* Source document:
────────────────────

# Greenfire Buff Orpingtons



## Jim (Sep 26, 2012)

Fancy Chick in Ohio is finally selling some buff Orpingtons, I know at least part of her line comes from second generation Greenfire lines, and I have 5 on order now! After working hard to get some quality English Buff Orpingtons, I will get 5 in October. Can't wait till they get here. We do have some others growing out now as well, waiting on to see if they are truly English, or more APA.


Jim


----------



## 7chicks (Jun 29, 2012)

Well I can't wait to see pictures of these little darlings when you get them!


----------



## piglett (Jun 21, 2012)

Jim what ever happened with those things you had with GREEN legs?


----------



## Jim (Sep 26, 2012)

I sold the two pullets with green legs as pet quality and full disclosure. The two Roos, I still have and will go to the freezer with the next processing. 


Jim


----------



## piglett (Jun 21, 2012)

Jim said:


> I sold the two pullets with green legs as pet quality and full disclosure. The two Roos, I still have and will go to the freezer with the next processing.
> 
> Jim


your telling me that you intend to eat chickens with green legs


----------



## Jim (Sep 26, 2012)

Lol, maybe on Halloween!


Jim


----------



## hildar (Oct 3, 2013)

Some of my NN's have green colored eggs. Not sure what that is in them that makes the green color. But most of mine have yellow or black legs.

Enjoy those English Orpingtons. I saw on our local craigslist where a lady was selling some English Orps, but she said they were bantam sized. I think she was crazy, as I recall English are the big ones, not bantam sized.


----------



## Jim (Sep 26, 2012)

Lol, bantam English Orps....I think those are American. . Interesting. 


Jim


----------



## hildar (Oct 3, 2013)

Jim said:


> Lol, bantam English Orps....I think those are American. . Interesting.
> 
> Jim


Yeah I think that is American to. However makes you wonder how many folks actually fell for that. Some folks will do anything to get more money out of their chickens.


----------



## Jim (Sep 26, 2012)

────────────────────

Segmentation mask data
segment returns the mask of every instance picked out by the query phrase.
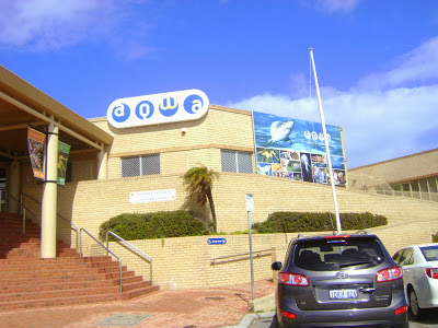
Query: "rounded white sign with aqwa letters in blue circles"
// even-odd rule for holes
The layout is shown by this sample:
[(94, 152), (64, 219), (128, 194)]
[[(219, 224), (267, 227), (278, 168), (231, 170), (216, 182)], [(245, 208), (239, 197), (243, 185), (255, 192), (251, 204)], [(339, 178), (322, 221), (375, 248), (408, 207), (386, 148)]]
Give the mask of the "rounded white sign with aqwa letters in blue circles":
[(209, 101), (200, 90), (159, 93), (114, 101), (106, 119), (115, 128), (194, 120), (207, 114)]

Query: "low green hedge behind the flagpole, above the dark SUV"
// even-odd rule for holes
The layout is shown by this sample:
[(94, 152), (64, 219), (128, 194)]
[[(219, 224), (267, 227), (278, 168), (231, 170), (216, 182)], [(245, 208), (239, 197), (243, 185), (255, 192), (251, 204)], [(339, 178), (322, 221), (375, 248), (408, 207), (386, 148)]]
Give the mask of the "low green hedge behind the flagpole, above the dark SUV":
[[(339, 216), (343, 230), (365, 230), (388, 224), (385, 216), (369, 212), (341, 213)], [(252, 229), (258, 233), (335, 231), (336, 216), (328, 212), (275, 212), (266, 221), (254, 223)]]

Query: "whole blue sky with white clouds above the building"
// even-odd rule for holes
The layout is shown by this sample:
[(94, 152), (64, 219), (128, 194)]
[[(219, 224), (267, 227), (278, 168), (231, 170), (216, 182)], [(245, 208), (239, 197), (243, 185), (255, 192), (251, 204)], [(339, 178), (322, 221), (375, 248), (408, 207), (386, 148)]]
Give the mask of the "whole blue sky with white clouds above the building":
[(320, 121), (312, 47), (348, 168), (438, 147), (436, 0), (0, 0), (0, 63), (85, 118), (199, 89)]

────────────────────

* Task item A: Rewrite the passage of the Orpington thread starting at "Enjoy those English" and ending at "not bantam sized.", putting "woman" in place of "lady".
* Task item B: Carry on the Orpington thread from the point where it stops.
These records have no connection to the Orpington thread.

* Written response A:
Enjoy those English Orpingtons. I saw on our local craigslist where a woman was selling some English Orps, but she said they were bantam sized. I think she was crazy, as I recall English are the big ones, not bantam sized.

* Written response B:
I just wish my local area would support the cost I put into my breeds, it takes me much longer to see any return, but, I get the breeds I want, not the breeds I can make the most money with, just happens, some of them are the more expensive breeds. 


Jim


----------



## hildar (Oct 3, 2013)

That is like me with the games. Next year I am going to get me a mix of game chicks so I can add to what I have here. I found one seller in our area but he wants $150 for 1 pullet so next year I am buying me some chicks so I can raise them here. I figure if they go for those prices it will be worth it. My rooster they said was worth about $150 (Little man because of his limp) and my little cockerel they said was worth around $400. The man wanted to buy my little cockerel and I told him heck no. But I enjoy the breed so figure it is worth the investment.

I already have folks wanting to buy some naked neck chicks next year. I told hubby I may hatch out some to sell. But it sure is worth getting into what you truly want no matter what the cost is.


----------



## Fiere (Feb 26, 2014)

The right buyer will always pay top dollar for the right bird. If I am breeding birds worth 150$, I'd sell them as such. The only problem is to get a 150$ bird the parents are likely worth 500$ LOL.

I'm having a killer time trying to find decent buffs on the eastern side of Canada. Like its unbelievable and I'm not happy. Smuggle me some eggs, someone!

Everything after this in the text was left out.